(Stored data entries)
□ □ □ □ □

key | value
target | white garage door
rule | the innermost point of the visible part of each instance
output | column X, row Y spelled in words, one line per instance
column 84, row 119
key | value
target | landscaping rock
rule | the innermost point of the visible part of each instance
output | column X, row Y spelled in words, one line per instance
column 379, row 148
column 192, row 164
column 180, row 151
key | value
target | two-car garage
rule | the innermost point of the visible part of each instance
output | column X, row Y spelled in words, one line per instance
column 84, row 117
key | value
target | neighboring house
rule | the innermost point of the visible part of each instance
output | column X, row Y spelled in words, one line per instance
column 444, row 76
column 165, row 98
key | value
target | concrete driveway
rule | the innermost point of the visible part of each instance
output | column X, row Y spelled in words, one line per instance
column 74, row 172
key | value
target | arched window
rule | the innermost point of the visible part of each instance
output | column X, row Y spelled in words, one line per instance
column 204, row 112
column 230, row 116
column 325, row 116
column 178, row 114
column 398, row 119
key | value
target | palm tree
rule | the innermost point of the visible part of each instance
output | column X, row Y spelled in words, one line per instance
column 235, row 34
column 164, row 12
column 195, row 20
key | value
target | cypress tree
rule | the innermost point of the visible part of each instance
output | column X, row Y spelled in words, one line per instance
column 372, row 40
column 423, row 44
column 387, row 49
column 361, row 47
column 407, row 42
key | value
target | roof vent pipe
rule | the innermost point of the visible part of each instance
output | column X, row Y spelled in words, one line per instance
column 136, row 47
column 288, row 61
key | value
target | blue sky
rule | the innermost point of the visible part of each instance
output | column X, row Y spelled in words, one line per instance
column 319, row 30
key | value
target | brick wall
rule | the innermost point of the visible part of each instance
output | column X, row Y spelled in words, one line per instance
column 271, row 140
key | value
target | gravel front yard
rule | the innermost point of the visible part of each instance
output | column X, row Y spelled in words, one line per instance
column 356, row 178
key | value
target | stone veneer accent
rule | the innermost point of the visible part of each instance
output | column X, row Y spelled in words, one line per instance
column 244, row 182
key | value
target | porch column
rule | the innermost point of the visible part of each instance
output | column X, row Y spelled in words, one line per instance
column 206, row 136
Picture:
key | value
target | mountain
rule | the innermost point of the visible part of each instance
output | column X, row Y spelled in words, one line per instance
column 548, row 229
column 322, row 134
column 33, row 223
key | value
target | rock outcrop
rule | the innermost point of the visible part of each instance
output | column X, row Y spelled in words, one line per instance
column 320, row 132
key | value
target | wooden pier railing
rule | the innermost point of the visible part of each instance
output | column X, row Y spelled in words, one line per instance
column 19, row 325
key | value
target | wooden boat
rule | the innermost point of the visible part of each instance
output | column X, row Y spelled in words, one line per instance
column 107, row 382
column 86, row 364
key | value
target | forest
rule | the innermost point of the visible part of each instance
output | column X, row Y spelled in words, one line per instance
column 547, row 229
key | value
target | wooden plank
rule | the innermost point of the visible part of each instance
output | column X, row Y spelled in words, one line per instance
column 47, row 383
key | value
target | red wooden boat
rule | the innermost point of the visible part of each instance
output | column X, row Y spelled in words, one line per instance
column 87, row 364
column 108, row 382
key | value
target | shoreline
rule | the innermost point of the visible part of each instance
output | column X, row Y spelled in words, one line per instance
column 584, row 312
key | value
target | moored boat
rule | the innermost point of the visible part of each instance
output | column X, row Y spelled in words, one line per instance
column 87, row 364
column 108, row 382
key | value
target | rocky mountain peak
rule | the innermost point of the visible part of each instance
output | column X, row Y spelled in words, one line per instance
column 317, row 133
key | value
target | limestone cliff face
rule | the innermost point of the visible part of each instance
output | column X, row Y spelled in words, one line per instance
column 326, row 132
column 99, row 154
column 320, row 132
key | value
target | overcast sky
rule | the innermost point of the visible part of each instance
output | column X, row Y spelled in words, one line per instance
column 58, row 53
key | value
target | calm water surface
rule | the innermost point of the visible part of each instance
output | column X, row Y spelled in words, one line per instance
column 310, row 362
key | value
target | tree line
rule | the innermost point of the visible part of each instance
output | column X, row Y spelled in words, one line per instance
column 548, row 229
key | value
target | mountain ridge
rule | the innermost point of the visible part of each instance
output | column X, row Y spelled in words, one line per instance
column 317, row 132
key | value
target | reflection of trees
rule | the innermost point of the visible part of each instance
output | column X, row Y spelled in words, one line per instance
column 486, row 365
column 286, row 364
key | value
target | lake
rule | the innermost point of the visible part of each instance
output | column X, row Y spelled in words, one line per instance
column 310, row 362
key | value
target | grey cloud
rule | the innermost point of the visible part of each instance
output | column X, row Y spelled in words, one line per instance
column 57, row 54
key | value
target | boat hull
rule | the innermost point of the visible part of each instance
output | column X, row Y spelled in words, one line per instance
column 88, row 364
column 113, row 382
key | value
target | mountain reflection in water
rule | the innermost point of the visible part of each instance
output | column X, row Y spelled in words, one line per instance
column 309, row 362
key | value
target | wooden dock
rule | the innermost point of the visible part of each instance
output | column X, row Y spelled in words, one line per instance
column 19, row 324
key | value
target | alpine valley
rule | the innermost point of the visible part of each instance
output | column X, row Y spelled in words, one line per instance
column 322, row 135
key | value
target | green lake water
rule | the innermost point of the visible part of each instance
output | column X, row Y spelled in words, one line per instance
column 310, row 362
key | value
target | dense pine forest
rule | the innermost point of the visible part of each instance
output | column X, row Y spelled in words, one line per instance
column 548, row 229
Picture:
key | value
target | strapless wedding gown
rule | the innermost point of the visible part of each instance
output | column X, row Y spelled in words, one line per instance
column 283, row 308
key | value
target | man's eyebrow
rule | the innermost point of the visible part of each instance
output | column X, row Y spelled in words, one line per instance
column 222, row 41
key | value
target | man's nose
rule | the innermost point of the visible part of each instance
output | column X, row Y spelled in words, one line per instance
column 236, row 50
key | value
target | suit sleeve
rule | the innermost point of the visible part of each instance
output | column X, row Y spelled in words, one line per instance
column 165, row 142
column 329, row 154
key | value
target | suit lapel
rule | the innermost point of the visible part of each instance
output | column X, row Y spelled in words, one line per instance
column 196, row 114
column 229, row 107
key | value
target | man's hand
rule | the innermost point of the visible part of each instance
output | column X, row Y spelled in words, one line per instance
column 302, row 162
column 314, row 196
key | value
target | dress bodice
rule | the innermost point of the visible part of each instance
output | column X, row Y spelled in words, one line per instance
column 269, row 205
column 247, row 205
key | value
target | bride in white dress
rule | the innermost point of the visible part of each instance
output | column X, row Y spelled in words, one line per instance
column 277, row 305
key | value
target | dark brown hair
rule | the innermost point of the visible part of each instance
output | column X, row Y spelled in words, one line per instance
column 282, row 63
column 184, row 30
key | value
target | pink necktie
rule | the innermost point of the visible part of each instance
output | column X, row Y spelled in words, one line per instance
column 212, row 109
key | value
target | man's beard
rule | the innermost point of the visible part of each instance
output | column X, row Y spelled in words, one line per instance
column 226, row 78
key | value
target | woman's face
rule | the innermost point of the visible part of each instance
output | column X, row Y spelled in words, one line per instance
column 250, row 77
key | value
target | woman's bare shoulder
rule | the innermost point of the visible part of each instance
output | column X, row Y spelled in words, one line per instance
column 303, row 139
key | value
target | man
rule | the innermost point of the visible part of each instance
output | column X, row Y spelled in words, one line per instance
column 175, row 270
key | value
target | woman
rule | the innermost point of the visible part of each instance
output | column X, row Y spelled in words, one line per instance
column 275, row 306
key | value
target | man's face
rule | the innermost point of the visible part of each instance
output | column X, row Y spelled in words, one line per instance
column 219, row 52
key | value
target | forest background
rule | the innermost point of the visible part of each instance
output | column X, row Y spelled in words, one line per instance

□ □ □ □ □

### What is being asked
Reproduce every line in the data that has the word "lake" in it.

### Exercise result
target | lake
target | green lake water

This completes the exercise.